WHAT THE TASK ASKS: Reproduce the records word for word, from the line containing "Where can the white" down to the line containing "(1044, 828)", with both of those lines included.

Position identification records:
================

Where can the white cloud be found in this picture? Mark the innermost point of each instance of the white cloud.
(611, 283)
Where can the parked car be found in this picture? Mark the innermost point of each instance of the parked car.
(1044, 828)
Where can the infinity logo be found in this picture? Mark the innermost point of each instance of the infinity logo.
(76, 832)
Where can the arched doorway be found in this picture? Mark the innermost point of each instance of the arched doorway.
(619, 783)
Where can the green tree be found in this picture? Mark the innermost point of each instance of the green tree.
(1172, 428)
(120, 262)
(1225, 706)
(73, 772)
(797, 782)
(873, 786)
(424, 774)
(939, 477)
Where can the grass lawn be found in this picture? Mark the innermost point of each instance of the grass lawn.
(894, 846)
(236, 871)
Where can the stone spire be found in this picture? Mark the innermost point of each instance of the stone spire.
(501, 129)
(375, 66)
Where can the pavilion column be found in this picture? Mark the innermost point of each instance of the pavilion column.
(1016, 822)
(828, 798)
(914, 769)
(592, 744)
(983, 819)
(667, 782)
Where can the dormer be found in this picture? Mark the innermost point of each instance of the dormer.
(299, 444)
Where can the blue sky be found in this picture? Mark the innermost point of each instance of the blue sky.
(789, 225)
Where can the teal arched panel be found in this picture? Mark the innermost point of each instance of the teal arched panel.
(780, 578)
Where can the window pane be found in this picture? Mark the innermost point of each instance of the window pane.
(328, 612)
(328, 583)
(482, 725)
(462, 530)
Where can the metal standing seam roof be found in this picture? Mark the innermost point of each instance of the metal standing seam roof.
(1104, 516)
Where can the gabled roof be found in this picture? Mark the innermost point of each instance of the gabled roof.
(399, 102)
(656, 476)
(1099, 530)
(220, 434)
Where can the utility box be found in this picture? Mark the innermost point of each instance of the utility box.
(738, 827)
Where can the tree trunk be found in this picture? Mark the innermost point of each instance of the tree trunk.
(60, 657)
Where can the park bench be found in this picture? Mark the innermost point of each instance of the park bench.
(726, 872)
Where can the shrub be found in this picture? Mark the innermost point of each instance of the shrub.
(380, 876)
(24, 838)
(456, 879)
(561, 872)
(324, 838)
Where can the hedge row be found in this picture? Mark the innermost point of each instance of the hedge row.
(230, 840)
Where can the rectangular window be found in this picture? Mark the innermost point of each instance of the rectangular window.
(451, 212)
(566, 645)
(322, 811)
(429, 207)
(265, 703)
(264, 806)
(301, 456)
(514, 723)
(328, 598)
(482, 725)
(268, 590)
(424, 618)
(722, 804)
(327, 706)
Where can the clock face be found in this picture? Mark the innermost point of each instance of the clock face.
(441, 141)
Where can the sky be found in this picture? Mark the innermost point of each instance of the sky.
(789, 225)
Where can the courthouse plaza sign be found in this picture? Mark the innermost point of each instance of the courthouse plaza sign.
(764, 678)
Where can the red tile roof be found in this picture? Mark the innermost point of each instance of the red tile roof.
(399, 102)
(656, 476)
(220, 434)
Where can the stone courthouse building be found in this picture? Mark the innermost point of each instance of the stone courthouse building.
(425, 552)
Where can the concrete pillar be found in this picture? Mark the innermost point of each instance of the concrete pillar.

================

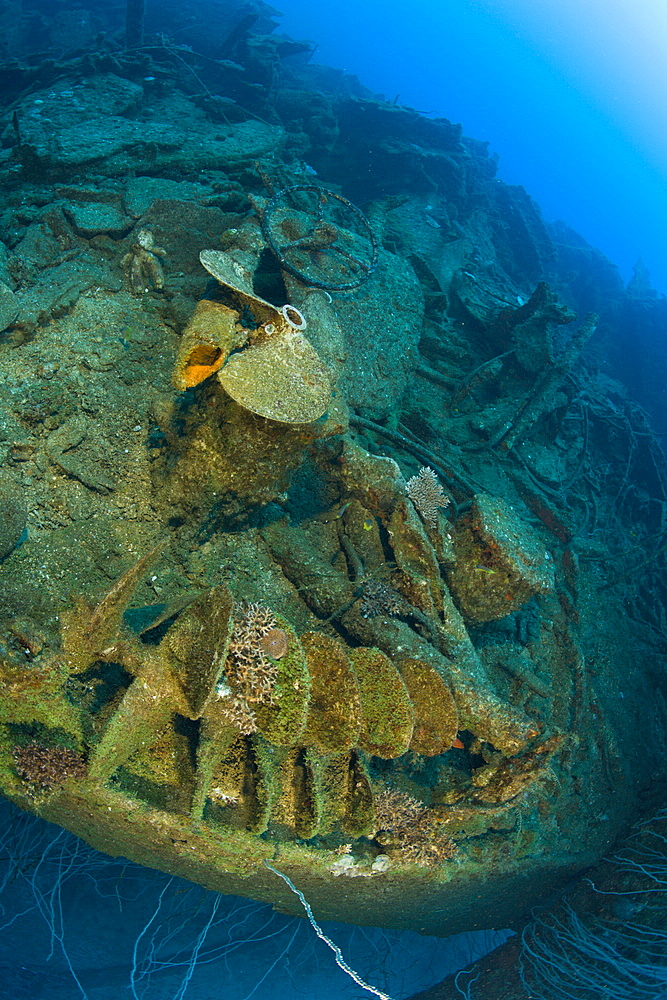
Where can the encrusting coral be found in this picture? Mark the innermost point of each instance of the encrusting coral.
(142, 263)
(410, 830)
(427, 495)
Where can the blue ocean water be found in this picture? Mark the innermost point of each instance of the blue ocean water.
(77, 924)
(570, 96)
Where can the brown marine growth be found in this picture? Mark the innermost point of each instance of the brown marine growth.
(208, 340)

================

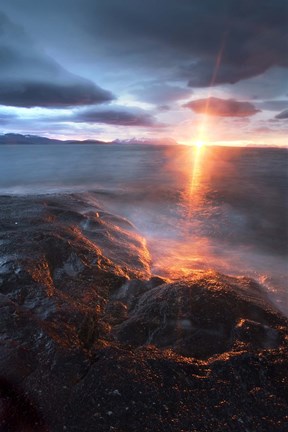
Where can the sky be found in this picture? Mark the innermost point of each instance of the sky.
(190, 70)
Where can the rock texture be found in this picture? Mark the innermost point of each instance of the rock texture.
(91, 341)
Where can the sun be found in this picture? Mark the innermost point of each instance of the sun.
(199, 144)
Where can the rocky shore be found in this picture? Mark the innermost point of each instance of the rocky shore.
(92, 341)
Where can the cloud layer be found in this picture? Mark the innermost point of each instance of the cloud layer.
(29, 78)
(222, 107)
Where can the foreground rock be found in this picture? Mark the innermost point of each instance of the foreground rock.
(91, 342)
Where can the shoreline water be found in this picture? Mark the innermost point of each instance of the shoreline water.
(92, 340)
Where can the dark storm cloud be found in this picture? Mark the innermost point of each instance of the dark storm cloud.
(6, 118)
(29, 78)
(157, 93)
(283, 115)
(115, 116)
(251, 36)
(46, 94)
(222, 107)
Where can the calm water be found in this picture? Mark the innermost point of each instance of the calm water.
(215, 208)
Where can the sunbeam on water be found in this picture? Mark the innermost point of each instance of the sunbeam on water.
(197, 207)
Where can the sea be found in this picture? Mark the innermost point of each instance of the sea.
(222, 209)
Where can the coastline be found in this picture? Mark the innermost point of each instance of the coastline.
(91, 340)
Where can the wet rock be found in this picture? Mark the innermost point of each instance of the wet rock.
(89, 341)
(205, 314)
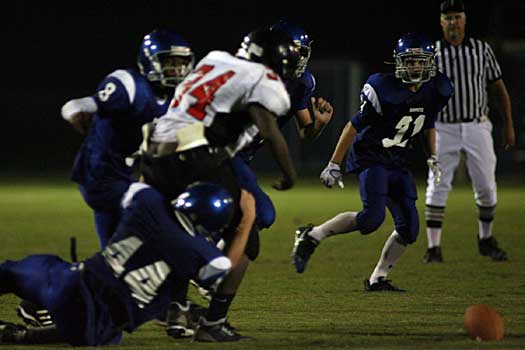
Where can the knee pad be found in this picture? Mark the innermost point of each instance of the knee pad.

================

FINISHED TASK:
Where can the white cloud be found in this picture? Mark the innermost point of each instance of the white cloud.
(611, 283)
Where can the parked car be found in this picture? Mark the innermost point of each instance of the parked car.
(1044, 828)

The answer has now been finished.